*TASK TO COMPLETE*: Reproduce word for word the lines from the one containing "This quickstart shows" through the one containing "A sample in", with both of those included.

*EXCERPTED DATA*:
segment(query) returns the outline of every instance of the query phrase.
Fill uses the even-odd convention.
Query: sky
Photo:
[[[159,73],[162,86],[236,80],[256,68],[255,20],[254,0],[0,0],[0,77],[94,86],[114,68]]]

==

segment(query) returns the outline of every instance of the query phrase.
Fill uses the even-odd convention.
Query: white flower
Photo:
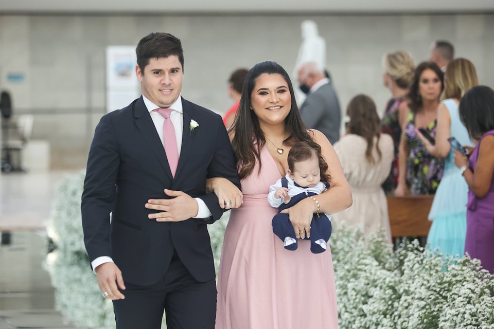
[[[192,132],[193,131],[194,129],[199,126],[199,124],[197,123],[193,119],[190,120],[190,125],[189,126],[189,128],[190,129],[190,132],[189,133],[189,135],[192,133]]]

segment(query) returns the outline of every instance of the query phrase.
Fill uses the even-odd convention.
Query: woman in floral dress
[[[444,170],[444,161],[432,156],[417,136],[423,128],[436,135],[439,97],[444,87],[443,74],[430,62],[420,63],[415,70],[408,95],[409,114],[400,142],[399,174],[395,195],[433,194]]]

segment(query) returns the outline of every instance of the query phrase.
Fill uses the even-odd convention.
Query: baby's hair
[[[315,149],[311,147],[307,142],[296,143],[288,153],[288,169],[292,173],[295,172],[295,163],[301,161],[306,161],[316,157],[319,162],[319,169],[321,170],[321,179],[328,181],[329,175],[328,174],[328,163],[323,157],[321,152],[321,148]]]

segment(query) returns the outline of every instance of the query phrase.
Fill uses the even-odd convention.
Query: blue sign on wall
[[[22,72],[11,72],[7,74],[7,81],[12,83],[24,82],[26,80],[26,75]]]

---

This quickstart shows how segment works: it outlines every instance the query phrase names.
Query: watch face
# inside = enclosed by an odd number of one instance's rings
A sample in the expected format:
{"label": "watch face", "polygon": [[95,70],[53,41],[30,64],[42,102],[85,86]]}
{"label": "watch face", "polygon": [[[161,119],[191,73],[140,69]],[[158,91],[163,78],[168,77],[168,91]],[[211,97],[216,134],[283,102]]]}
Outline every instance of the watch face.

*FINAL ANSWER*:
This quickstart shows how segment works: it outlines every instance the query phrase names.
Query: watch face
# inside = enclosed by an odd number of one instance's rings
A sample in the expected format:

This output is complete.